Alla luce di ciò il giudice scrive che ”pare preferibile nell’interesse di minori disporre che essi vivano stabilmente con il padre nella casa coniugale e vedano liberamente ogni giorno la madre con facoltà libera di pernotto”. Il tribunale, inoltre, ha stabilito che sia il padre a rimanere nell’abitazione, che i due possedevano in comproprietà, in quanto la ”capacità reddituale della moglie è maggiore di quella del marito”.
”E’ una decisione assurda – spiega la donna che annuncia di aver già presentato
ricorso – fortemente discriminante nei miei confronti. Di fatto viene affermato un principio secondo cui se sei giornalista e donna non puoi fare la mamma. Le mie trasferte sono poche e diradate nel tempo. Non avendo una redazione fissa utilizzo casa come ufficio e quindi sono sempre presente. Il giudice, infine, ha stabilito che io possa vedere liberamente i bambini ma solo con il permesso del mio ex marito, cosa che non è mai avvenuta”.
Onestamente non mi pare che nelle frasi riportate nel provvedimento sia presente, direttamente o indirettamente, la motivazione donna + giornalista. Al contrario, a occhio e croce mi sembra una decisione sensata ed equilibrata, ma non voglio fare come il pubblico a Forum!
Bisogna aggiungere che in genere sono molto più frequenti le discriminazioni di segno contrario: i figli e la casa alla moglie, il marito a remengo. Bisognerebbe cercare di resistere fino alla maggiore età dei figli, dove possibile (a parte i casi di conclamate violenze), per poter procedere alla spartizione dei beni in modo più pratico ed equo e lasciar decidere ai figli con chi stare. Così parlò Angelinustra.
━━━━━━━━━━━━━━━━━━━━━━━━━━━━━━
COSE DA FARE:
[1] Aggiorna il brano sull'affidamento dei figli dalla parte che si apre con le parole contenenti "Onestamente non mi" fino a quella che si chiude con "pubblico a Forum!", mettendo "ragionevole" al posto di "sensata".
[2] Prosegui il brano sull'affidamento dei figli a partire dalla sua ultima frase.
Per questo esercizio i dati non servono.
━━━━━━━━━━━━━━━━━━━━━━━━━━━━━━
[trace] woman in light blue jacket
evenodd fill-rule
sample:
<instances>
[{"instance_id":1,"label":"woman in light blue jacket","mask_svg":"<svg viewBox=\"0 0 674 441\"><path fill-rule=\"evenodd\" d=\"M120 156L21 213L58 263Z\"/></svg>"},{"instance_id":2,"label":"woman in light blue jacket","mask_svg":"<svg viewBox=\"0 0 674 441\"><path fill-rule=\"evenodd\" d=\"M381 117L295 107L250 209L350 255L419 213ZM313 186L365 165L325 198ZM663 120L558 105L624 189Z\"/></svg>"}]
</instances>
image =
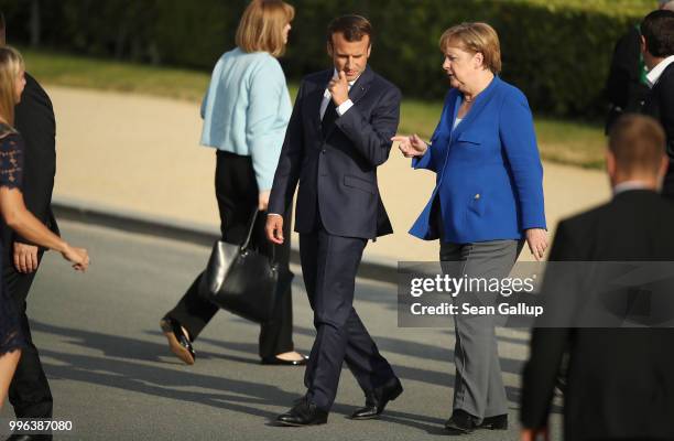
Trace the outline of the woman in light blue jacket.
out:
<instances>
[{"instance_id":1,"label":"woman in light blue jacket","mask_svg":"<svg viewBox=\"0 0 674 441\"><path fill-rule=\"evenodd\" d=\"M547 247L533 118L524 94L498 76L501 52L490 25L450 28L441 50L452 88L431 143L417 136L393 138L405 157L414 158L415 169L436 173L435 190L410 233L441 239L441 260L456 262L443 266L452 276L501 279L524 243L536 259ZM469 294L475 293L460 292L455 302L468 301ZM472 305L496 301L490 293L478 294L469 298ZM454 409L445 426L460 433L506 429L494 316L459 313L454 319Z\"/></svg>"},{"instance_id":2,"label":"woman in light blue jacket","mask_svg":"<svg viewBox=\"0 0 674 441\"><path fill-rule=\"evenodd\" d=\"M285 51L294 9L281 0L253 0L241 17L237 47L218 60L202 104L202 146L216 149L215 187L222 239L241 244L256 208L265 211L292 106L276 60ZM290 208L289 208L290 209ZM287 215L291 215L287 213ZM258 216L253 241L269 246ZM289 223L290 228L290 223ZM285 232L290 237L290 229ZM290 240L275 251L290 271ZM194 340L218 311L198 294L200 275L161 321L171 351L195 362ZM274 320L260 331L263 364L300 366L306 357L293 347L290 288L279 299Z\"/></svg>"}]
</instances>

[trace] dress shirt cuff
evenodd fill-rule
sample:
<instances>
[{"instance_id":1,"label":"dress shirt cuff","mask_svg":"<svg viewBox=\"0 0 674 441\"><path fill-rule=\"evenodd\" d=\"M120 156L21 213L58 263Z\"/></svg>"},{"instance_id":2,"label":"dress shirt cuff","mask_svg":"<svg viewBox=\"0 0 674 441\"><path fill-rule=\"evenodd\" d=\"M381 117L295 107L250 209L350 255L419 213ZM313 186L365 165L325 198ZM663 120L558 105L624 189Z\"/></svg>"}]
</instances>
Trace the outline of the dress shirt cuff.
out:
<instances>
[{"instance_id":1,"label":"dress shirt cuff","mask_svg":"<svg viewBox=\"0 0 674 441\"><path fill-rule=\"evenodd\" d=\"M339 106L337 106L337 115L343 116L352 106L354 106L354 101L351 101L350 99L347 99L346 101L344 101Z\"/></svg>"}]
</instances>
━━━━━━━━━━━━━━━━━━━━━━━━━━━━━━
SOLUZIONI:
[1]
Onestamente non mi pare che nelle frasi riportate nel provvedimento sia presente, direttamente o indirettamente, la motivazione donna + giornalista. Al contrario, a occhio e croce mi sembra una decisione ragionevole ed equilibrata, ma non voglio fare come il pubblico a Forum!

[2]
Se gli elementi a disposizione del giudice sono effettivamente questi la decisione non è affatto assurda. A meno che si ritenga che (come materialmente avviene nella maggior parte delle sentenze del genere) la madre in quanto madre debba essere in ogni caso privilegiata.
Conosco diverse situazioni simili a parte rovesciate e nessuno parla di discriminazione di genere.
Se poi il marito impedisce alla donna di vedere i figli, questo è ovviamente un altro paio di maniche: è cosa odiosa, che va immediatamente risolta.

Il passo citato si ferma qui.